▸ **TEXTE FOURNI**:
BSHS de l’Université Laval, vitrine cinéma et secteur cinéma fauteuil

Photo : Claude Mathieu PUB PHOTO

-> See the list of figures

Illustration

BSHS de l’Université Laval, secteur musique, présentoir

Photo : Claude Mathieu PUB PHOTO

-> See the list of figures

À l’Université, si une partie de la communauté de chercheurs a tardé à adhérer au parti bibliothéconomique des nouveaux espaces malgré l’enthousiasme de certains, les acteurs impliqués dans la réalisation du projet ont aussi dû s’adapter à une nouvelle vision innovante qui entrait en contradiction avec leur vision plus traditionnelle de la bibliothèque : Service des immeubles, Service des finances, architectes et ingénieurs.

Illustration

BSHS de l’Université Laval, salle animation jeunesse

Photo : Claude Mathieu PUB PHOTO

-> See the list of figures

Les différents acteurs du projet ont donc dû cheminer en se ralliant à la nouvelle vision bibliothéconomique et en comprenant son impact sur l’aménagement des espaces et sur les coûts. Dans ce contexte, il était primordial que chacun des intervenants soit au même niveau et se sente autorisé d’apporter sa vision et son expertise spécifiques, et ce, dans le cadre de son propre mandat. Des présentations, des discussions animées et des visites ont permis d’articuler plus clairement le projet au moyen d’exemples et de mettre à niveau l’équipe de gestion intégrée du projet.

Le bibliothécaire et l’architecte, se laisser surprendre…

Le rôle du bibliothécaire, client du projet, consiste à identifier et à définir clairement ses besoins et les fonctionnalités de la bibliothèque. L’architecte crée, ancre dans la réalité cette idée exprimée. Il construit, dans tous les sens du terme. Il met en espace le projet bibliothéconomique et, pour ce faire, le repose sur un parti architectural. Il est essentiel de laisser la créativité s’exprimer en la stimulant, en permettant à l’architecte de nous surprendre et de nous proposer des solutions innovantes et inspirantes… dans le respect des budgets. La synergie bibliothécaire-architecte constitue le creuset dans lequel le projet prendra forme.

▸ **TÂCHES À RÉALISER**:
A. Pouvez-vous réécrire sous forme de liste plus brève le paragraphe du texte fourni qui commence par « Les différents acteurs du projet », en gardant ses faits principaux ?
B. Reprenez le texte sur le projet de bibliothèque de l'Université Laval à partir de sa dernière phrase.

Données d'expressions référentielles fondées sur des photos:
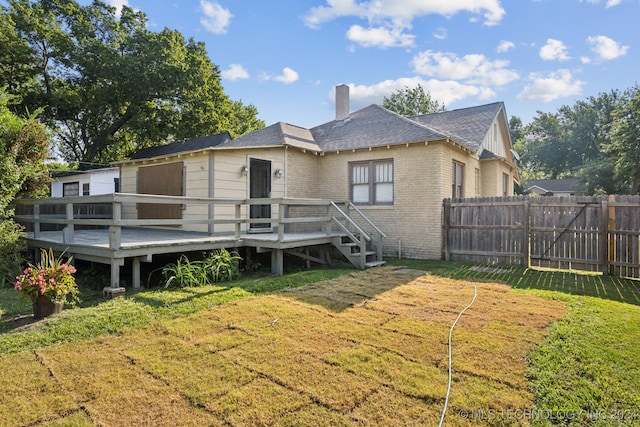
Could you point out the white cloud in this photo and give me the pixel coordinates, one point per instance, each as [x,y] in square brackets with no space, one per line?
[388,19]
[554,50]
[547,88]
[379,37]
[216,18]
[118,4]
[440,33]
[443,91]
[606,48]
[504,46]
[609,3]
[288,76]
[472,68]
[235,72]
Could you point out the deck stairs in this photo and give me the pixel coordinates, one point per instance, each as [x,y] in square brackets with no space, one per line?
[359,239]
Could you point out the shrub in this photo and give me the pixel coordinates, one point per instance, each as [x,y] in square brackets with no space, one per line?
[11,249]
[217,266]
[50,277]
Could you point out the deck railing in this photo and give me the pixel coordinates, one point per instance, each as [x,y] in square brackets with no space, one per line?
[287,214]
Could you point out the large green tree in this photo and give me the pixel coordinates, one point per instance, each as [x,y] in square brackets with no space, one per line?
[411,102]
[625,141]
[574,142]
[108,85]
[23,150]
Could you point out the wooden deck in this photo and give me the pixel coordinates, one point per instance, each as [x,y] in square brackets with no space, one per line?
[116,239]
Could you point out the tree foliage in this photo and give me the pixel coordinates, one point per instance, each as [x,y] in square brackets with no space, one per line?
[411,102]
[595,139]
[23,149]
[108,85]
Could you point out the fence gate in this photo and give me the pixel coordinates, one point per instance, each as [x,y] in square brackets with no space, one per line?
[600,234]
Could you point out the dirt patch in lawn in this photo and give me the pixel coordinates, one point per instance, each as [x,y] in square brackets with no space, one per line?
[365,349]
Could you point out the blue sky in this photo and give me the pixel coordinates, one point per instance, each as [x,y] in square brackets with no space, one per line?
[286,56]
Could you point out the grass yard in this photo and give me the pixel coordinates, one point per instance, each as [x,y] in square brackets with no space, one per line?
[336,348]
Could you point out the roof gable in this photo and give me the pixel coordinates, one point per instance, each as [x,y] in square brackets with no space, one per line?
[370,127]
[182,146]
[468,126]
[277,134]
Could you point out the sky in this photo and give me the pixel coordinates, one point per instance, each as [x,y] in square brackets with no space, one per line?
[285,57]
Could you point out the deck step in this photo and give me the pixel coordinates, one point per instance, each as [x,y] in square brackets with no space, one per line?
[367,253]
[373,264]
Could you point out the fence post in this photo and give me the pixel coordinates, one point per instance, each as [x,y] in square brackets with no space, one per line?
[525,237]
[611,231]
[604,237]
[447,229]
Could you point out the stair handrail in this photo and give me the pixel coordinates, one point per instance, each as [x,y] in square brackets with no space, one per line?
[368,221]
[346,230]
[366,235]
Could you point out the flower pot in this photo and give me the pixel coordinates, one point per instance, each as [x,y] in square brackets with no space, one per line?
[44,307]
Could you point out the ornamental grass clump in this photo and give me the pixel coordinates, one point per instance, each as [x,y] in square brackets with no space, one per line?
[50,278]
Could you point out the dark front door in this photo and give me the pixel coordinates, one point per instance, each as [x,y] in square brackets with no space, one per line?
[260,188]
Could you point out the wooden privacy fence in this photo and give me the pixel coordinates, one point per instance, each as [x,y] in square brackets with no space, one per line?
[599,233]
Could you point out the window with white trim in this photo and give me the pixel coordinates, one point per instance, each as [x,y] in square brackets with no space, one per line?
[457,180]
[70,189]
[371,182]
[505,184]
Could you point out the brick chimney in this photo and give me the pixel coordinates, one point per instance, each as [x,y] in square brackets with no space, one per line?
[342,102]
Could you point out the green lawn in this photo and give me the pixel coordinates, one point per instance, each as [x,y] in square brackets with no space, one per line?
[588,366]
[585,372]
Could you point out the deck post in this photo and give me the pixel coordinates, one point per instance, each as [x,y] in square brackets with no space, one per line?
[115,273]
[281,213]
[115,231]
[238,224]
[67,233]
[36,223]
[135,272]
[329,223]
[277,262]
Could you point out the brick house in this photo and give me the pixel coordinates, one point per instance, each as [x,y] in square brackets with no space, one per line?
[397,170]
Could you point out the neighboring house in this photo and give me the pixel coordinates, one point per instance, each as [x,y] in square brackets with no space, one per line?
[75,183]
[397,170]
[555,187]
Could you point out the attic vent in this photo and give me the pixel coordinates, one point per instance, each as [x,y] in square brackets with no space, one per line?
[342,102]
[340,123]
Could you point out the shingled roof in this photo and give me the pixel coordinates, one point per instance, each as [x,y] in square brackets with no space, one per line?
[370,127]
[182,146]
[277,134]
[468,126]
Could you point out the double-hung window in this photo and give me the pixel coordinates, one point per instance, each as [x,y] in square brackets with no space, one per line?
[457,180]
[371,182]
[70,189]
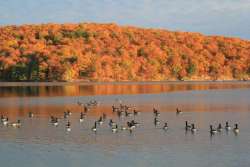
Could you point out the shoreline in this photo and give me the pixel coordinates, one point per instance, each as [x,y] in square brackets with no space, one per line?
[69,83]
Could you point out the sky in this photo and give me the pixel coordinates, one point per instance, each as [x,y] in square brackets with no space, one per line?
[211,17]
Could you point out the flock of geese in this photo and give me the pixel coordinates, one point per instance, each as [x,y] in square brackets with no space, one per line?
[122,111]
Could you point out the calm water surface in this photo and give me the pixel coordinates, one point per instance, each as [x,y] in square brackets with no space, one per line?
[38,143]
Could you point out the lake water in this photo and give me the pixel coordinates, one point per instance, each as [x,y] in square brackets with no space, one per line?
[38,143]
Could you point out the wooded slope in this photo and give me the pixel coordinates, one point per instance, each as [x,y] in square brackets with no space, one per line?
[108,52]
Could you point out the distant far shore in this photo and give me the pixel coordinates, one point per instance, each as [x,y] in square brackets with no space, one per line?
[63,83]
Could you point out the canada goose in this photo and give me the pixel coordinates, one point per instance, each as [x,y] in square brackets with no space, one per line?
[31,115]
[193,129]
[236,129]
[115,129]
[219,128]
[82,116]
[68,127]
[80,103]
[114,109]
[54,121]
[5,121]
[112,123]
[156,112]
[227,127]
[178,111]
[104,116]
[16,124]
[212,131]
[100,121]
[86,109]
[156,122]
[136,112]
[187,127]
[131,125]
[165,127]
[65,115]
[94,128]
[123,128]
[128,114]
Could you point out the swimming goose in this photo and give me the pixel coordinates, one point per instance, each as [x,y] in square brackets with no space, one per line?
[5,121]
[178,111]
[165,127]
[123,128]
[115,129]
[112,123]
[114,109]
[54,121]
[86,109]
[80,103]
[193,129]
[212,131]
[31,115]
[128,114]
[156,112]
[68,127]
[94,128]
[100,121]
[219,128]
[156,122]
[187,127]
[227,127]
[82,116]
[3,118]
[136,112]
[104,116]
[236,129]
[16,124]
[131,125]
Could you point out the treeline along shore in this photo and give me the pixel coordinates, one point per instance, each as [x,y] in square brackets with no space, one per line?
[108,52]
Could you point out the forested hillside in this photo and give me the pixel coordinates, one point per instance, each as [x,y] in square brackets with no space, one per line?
[108,52]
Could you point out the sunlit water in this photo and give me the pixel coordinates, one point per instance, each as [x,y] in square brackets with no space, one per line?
[39,143]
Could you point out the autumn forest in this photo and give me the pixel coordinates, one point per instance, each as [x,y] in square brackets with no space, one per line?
[108,52]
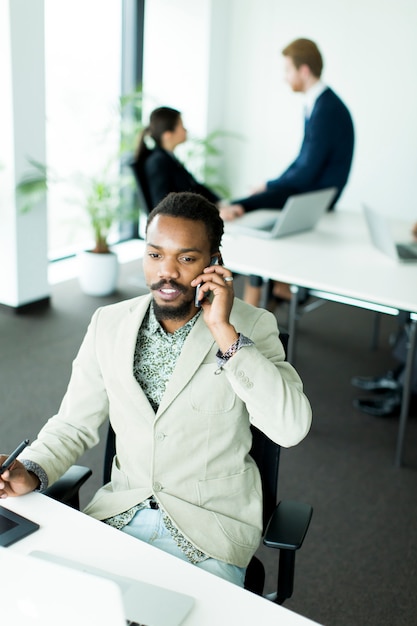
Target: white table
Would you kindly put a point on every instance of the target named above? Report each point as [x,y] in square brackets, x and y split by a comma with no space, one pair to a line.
[335,262]
[73,535]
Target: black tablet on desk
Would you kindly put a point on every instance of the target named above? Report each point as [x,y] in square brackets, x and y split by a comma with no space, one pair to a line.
[14,527]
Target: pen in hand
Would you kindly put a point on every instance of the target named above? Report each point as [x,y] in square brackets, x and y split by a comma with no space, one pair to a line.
[13,456]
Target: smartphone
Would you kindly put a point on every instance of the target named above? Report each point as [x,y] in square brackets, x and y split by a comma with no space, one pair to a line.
[197,302]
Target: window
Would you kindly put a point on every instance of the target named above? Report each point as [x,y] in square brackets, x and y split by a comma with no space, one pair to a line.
[83,52]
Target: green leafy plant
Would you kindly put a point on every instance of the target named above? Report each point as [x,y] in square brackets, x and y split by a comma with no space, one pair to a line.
[106,194]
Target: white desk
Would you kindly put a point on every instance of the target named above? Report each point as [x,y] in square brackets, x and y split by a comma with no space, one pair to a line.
[74,535]
[335,262]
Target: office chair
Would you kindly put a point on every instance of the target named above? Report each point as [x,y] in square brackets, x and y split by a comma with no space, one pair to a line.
[285,524]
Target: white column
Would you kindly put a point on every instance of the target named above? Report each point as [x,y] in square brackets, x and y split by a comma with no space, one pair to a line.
[23,237]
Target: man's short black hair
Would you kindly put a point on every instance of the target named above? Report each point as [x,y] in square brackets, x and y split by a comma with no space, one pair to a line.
[192,206]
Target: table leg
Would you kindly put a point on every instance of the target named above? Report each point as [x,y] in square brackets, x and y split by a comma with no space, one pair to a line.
[405,403]
[292,321]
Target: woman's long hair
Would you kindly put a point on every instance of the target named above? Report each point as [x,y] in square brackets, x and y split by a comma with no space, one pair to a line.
[161,120]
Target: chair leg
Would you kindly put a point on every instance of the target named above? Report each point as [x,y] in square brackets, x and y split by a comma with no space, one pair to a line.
[285,575]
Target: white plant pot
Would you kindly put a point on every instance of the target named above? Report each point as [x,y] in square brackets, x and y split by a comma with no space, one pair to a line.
[98,272]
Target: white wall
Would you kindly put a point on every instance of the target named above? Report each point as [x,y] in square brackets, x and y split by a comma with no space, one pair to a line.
[228,54]
[23,237]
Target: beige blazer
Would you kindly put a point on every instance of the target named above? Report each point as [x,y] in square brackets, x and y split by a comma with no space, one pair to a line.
[193,454]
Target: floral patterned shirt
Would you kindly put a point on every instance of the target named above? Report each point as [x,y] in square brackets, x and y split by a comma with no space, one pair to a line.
[156,354]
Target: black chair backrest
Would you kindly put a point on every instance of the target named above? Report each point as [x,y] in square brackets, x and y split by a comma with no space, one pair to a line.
[142,186]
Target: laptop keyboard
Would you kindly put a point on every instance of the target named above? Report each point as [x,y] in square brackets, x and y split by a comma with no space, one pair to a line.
[407,251]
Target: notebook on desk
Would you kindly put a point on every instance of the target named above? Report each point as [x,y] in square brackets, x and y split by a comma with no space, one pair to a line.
[143,603]
[38,593]
[300,213]
[382,239]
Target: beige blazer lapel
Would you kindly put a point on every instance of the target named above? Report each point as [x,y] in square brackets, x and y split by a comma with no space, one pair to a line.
[196,347]
[125,339]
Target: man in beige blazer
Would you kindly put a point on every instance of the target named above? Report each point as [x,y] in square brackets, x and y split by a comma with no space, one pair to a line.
[181,381]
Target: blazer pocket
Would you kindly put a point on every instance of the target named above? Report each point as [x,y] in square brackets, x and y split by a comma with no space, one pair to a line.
[210,393]
[119,479]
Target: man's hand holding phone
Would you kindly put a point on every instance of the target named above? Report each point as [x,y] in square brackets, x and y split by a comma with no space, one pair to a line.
[217,280]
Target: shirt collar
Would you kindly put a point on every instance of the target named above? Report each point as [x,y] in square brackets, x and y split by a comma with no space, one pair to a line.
[155,327]
[312,95]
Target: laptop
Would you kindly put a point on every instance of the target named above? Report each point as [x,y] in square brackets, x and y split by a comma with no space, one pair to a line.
[37,593]
[381,237]
[300,213]
[143,603]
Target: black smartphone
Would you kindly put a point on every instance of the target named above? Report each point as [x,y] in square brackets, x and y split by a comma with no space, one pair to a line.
[197,302]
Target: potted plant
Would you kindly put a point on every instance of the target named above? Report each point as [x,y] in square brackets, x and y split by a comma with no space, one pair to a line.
[106,197]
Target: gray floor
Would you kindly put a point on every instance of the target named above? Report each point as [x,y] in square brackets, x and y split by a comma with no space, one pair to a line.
[358,563]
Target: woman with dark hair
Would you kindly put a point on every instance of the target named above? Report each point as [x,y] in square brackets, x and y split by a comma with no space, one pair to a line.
[155,160]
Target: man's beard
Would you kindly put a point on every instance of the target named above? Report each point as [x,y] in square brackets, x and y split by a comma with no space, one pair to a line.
[171,312]
[167,312]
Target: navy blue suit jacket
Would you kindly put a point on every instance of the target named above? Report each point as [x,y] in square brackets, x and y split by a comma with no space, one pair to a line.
[324,160]
[164,173]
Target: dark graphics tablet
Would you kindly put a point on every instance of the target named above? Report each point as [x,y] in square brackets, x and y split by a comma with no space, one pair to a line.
[14,527]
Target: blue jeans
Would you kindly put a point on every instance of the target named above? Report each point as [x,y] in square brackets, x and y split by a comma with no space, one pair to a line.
[148,526]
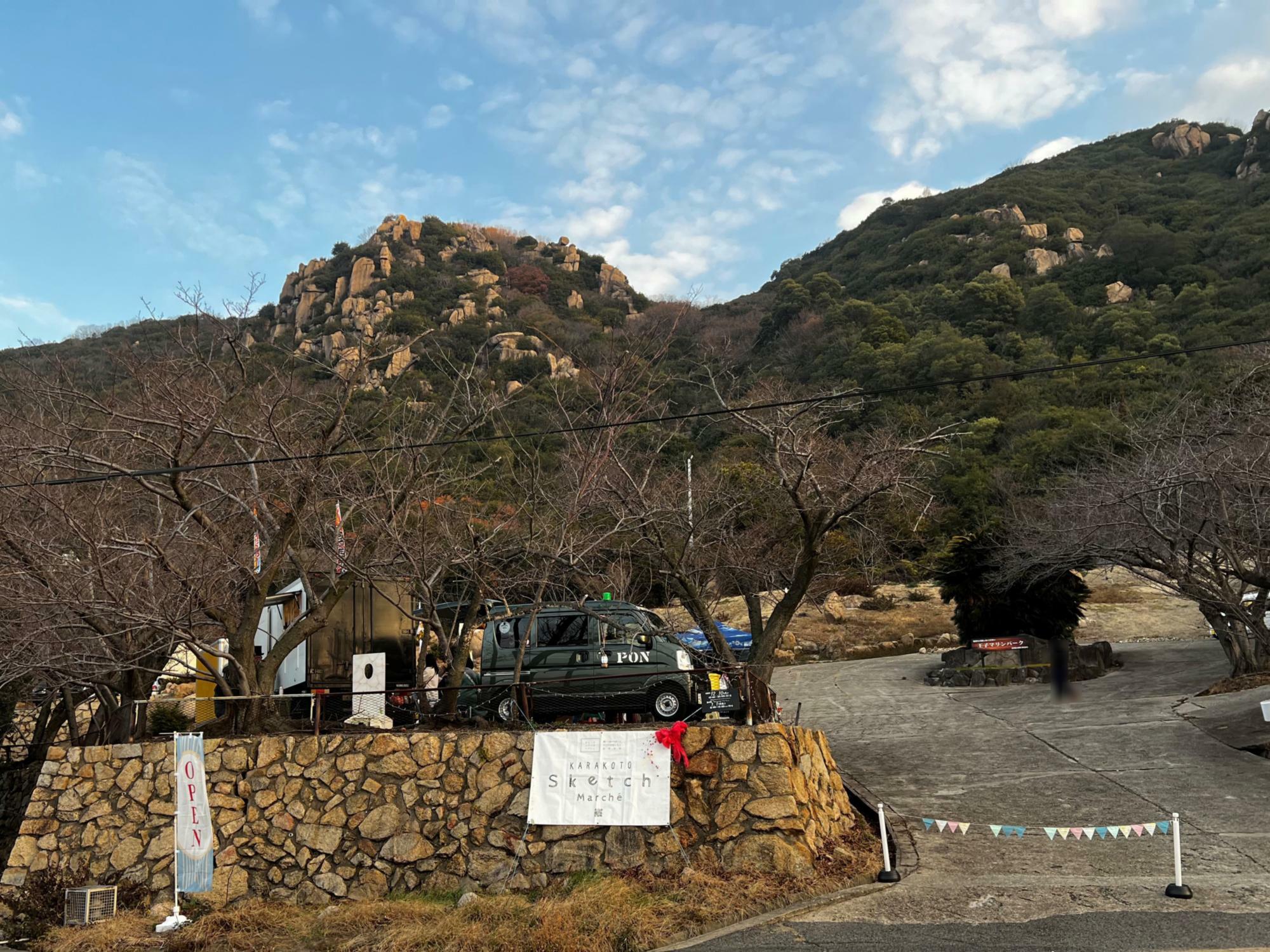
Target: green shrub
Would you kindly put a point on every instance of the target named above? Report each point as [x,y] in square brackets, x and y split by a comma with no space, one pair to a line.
[168,719]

▸ **RÉPONSES**:
A.
- Les acteurs du projet ont dû se rallier à la nouvelle vision bibliothéconomique et comprendre son impact sur l'aménagement des espaces et sur les coûts.
- Il était primordial que chaque intervenant soit au même niveau et se sente autorisé à apporter sa vision et son expertise, dans le cadre de son propre mandat.
- Des présentations, des discussions animées et des visites ont permis de clarifier le projet par des exemples et de mettre à niveau l'équipe de gestion intégrée du projet.

B.
La dualité fond/forme, ou fonctionnalité/forme, est au coeur de la création architecturale et les bâtiments les plus réussis le doivent certainement à un équilibre harmonieux entre ces deux besoins. Une forme créative marque le paysage urbain ou renouvelle entièrement l’aménagement d’un lieu. La forme architecturale idéale a une identité propre et forte, et permet à la fonction de rayonner et au service de remplir sa mission de manière optimale. Les deux éléments se renforcent l’un l’autre et ajoutent profondeur artistique et esthétique à un espace de vie où l’activité humaine se déploie. Le beau inspire et peut transporter l’humain en des lieux insoupçonnés. L’architecture en est un pont.

L’écart entre les besoins fonctionnels et la créativité spatiale et architecturale émane généralement de l’attitude des uns et des autres soit à vouloir imposer leur vision, soit à leur incapacité à se positionner et à exprimer leurs besoins. L’architecte n’est pas l’ennemi du bibliothécaire, et vice-versa. Dans cette incompréhension se glisse souvent une mauvaise écoute de l’autre et de sa spécificité. La reconnaissance et le respect des compétences et des expertises des uns et des autres permettent de trouver l’angle d’équilibre, pivot d’un projet porteur et créatif. Certains architectes ne disent-ils pas que les meilleurs projets sont le fruit des clients les plus exigeants, les plus ouverts et visionnaires?

Oeuvrer ou participer à un projet d’architecture en compagnie d’architectes vifs d’esprit, créatifs et compétents est un bonheur réel, peu fréquent dans une vie, qui permet de matérialiser ce qui n’était à l’origine peut-être qu’une simple idée ou l’expression d’un besoin. Un pur geste créateur au bénéfice des bibliothèques et du savoir!